• _TASK INPUT_
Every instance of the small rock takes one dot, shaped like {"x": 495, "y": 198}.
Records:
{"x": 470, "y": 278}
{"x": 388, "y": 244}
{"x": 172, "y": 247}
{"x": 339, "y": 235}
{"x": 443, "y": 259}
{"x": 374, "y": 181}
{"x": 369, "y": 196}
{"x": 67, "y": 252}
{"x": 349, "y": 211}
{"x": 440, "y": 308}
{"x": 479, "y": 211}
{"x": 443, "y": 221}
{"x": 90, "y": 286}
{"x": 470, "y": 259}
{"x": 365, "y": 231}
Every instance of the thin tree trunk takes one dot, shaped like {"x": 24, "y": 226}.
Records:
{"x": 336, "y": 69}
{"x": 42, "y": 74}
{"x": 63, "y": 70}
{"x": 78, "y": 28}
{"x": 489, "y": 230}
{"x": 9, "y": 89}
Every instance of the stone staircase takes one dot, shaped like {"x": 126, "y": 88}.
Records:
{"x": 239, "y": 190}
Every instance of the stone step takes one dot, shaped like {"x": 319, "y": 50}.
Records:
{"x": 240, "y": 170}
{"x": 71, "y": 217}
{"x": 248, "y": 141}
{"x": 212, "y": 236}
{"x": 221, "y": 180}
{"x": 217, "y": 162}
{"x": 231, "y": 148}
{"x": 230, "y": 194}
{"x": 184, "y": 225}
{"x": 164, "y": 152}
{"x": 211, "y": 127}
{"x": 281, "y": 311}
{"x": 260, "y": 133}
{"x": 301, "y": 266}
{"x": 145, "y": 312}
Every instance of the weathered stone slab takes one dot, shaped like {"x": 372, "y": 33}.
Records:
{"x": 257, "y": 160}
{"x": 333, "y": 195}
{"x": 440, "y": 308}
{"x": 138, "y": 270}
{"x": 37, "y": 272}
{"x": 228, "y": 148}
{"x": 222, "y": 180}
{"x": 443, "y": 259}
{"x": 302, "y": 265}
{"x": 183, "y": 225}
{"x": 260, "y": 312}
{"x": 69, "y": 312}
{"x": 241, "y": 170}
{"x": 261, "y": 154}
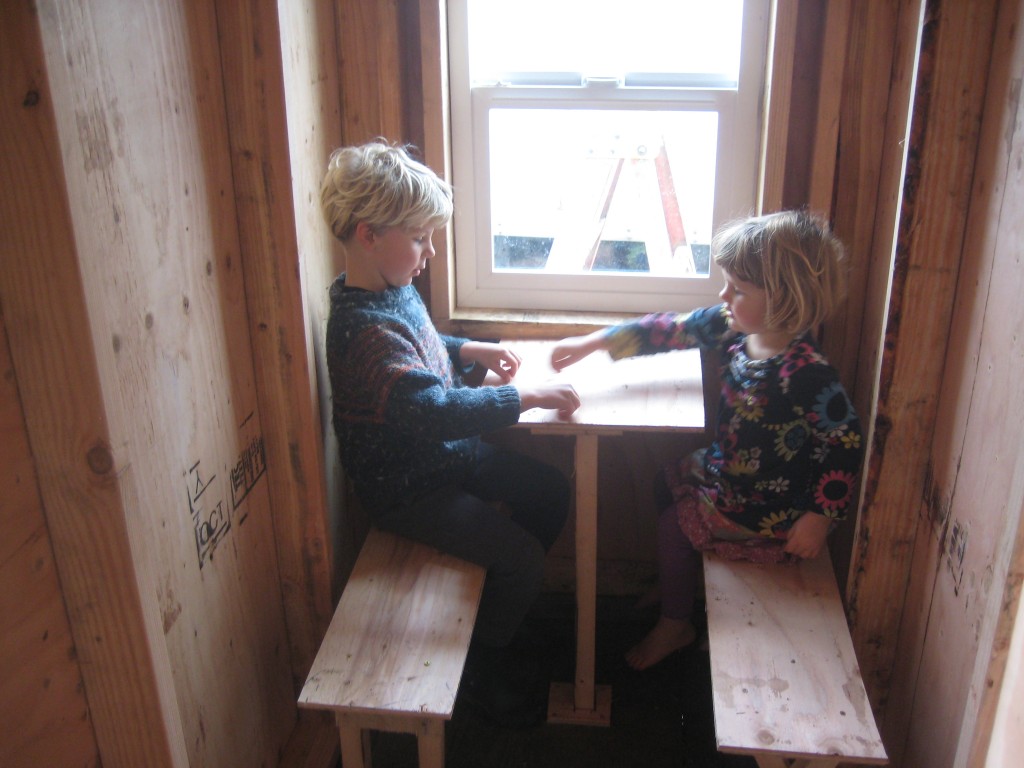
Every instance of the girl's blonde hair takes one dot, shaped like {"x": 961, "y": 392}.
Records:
{"x": 794, "y": 256}
{"x": 382, "y": 184}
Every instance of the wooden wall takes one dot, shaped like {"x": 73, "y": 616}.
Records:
{"x": 163, "y": 296}
{"x": 963, "y": 591}
{"x": 151, "y": 292}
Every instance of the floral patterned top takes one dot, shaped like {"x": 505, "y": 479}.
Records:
{"x": 787, "y": 439}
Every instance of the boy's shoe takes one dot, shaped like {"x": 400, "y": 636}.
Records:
{"x": 508, "y": 689}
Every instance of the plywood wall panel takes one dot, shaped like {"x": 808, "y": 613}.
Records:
{"x": 977, "y": 459}
{"x": 114, "y": 620}
{"x": 251, "y": 67}
{"x": 309, "y": 53}
{"x": 932, "y": 216}
{"x": 137, "y": 94}
{"x": 45, "y": 716}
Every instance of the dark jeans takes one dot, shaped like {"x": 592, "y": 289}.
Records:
{"x": 510, "y": 543}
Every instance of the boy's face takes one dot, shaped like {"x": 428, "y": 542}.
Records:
{"x": 400, "y": 253}
{"x": 747, "y": 304}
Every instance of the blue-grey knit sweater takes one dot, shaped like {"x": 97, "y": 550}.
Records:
{"x": 406, "y": 420}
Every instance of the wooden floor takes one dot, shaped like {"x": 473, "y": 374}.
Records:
{"x": 659, "y": 718}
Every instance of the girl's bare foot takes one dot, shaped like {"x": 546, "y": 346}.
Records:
{"x": 649, "y": 598}
{"x": 669, "y": 635}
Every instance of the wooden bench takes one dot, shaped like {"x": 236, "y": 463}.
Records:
{"x": 393, "y": 655}
{"x": 784, "y": 678}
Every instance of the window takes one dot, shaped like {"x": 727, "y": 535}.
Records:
{"x": 596, "y": 146}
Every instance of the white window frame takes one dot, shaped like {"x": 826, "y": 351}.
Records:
{"x": 739, "y": 132}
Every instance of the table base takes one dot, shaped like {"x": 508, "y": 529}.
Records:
{"x": 561, "y": 706}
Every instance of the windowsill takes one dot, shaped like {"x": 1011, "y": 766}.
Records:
{"x": 525, "y": 323}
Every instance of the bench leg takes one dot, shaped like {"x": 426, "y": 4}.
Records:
{"x": 430, "y": 743}
{"x": 773, "y": 761}
{"x": 354, "y": 744}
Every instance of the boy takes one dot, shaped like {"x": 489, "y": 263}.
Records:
{"x": 409, "y": 424}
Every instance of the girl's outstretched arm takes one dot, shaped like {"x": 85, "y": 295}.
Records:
{"x": 574, "y": 348}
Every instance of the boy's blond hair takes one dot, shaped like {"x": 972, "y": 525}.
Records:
{"x": 794, "y": 256}
{"x": 383, "y": 185}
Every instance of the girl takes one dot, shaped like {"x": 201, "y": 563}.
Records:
{"x": 782, "y": 468}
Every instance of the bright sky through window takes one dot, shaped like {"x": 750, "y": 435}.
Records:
{"x": 604, "y": 38}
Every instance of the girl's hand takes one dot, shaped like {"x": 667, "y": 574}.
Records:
{"x": 496, "y": 357}
{"x": 574, "y": 348}
{"x": 558, "y": 396}
{"x": 807, "y": 537}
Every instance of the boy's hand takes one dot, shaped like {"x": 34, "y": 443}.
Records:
{"x": 574, "y": 348}
{"x": 496, "y": 357}
{"x": 561, "y": 397}
{"x": 807, "y": 536}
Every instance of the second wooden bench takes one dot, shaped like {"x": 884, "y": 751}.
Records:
{"x": 784, "y": 677}
{"x": 393, "y": 655}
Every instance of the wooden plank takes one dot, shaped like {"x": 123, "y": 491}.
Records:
{"x": 311, "y": 73}
{"x": 139, "y": 98}
{"x": 822, "y": 182}
{"x": 251, "y": 66}
{"x": 437, "y": 144}
{"x": 115, "y": 622}
{"x": 371, "y": 71}
{"x": 942, "y": 146}
{"x": 777, "y": 96}
{"x": 784, "y": 675}
{"x": 38, "y": 663}
{"x": 397, "y": 642}
{"x": 976, "y": 486}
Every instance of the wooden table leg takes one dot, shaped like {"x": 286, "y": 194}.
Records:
{"x": 583, "y": 701}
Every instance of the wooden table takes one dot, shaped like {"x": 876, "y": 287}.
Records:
{"x": 662, "y": 392}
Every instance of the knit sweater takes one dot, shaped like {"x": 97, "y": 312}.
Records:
{"x": 787, "y": 439}
{"x": 406, "y": 420}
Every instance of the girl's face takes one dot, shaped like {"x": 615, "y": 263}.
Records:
{"x": 745, "y": 304}
{"x": 400, "y": 254}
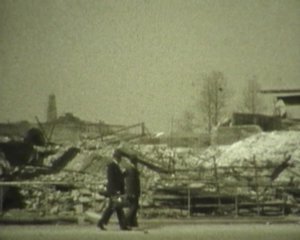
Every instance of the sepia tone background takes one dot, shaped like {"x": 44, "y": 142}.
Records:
{"x": 124, "y": 62}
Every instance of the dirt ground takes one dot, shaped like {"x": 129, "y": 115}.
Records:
{"x": 157, "y": 231}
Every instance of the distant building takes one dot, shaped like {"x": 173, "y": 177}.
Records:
{"x": 283, "y": 102}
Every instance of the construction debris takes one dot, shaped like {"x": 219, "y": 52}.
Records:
{"x": 259, "y": 174}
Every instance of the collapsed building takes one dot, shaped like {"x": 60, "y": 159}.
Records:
{"x": 244, "y": 171}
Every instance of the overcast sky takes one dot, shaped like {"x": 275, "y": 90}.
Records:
{"x": 129, "y": 61}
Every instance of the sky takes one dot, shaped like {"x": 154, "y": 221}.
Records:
{"x": 128, "y": 61}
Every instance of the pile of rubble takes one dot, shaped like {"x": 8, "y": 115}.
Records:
{"x": 79, "y": 186}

• _EXERCISE DETAILS_
Pictures aside, set down the lines from the one containing "Every instance of the wooden table leg" through the end of the records above, exactly and only those.

• _THE RESPONSE_
Every instance of the wooden table leg takes one dot, shaped like {"x": 286, "y": 194}.
Records:
{"x": 583, "y": 701}
Every instance of the wooden table takes one dot, shaped like {"x": 876, "y": 287}.
Records:
{"x": 662, "y": 392}
Every instance of the knit sweater takes one dot, shaped like {"x": 97, "y": 312}.
Records:
{"x": 787, "y": 439}
{"x": 406, "y": 420}
Every instance of the girl's face takes one dot, shaped like {"x": 615, "y": 263}.
Records:
{"x": 745, "y": 304}
{"x": 400, "y": 254}
Every instance of the sepia tone background takes one dot, shaped like {"x": 44, "y": 142}.
Records:
{"x": 124, "y": 62}
Every instance of the dirt ground takes one dot, shaped like {"x": 129, "y": 115}.
Records:
{"x": 157, "y": 231}
Every instance of the distant building takes one dot, shaped like {"x": 173, "y": 177}.
Records:
{"x": 283, "y": 102}
Every instance of the construction debris takes one dot, shaped like {"x": 219, "y": 52}.
Records:
{"x": 259, "y": 174}
Every instance of the collapsed building takes one dot, shaped like {"x": 60, "y": 159}.
Records:
{"x": 244, "y": 171}
Every instance of the overcast sky takes one dot, shaped like {"x": 275, "y": 90}.
Records:
{"x": 129, "y": 61}
Every instance of the sky takes one dot, shaped like {"x": 154, "y": 221}.
Records:
{"x": 128, "y": 61}
Every instance of the pile of rubble takes one dot, shaped like {"x": 8, "y": 115}.
Records:
{"x": 79, "y": 186}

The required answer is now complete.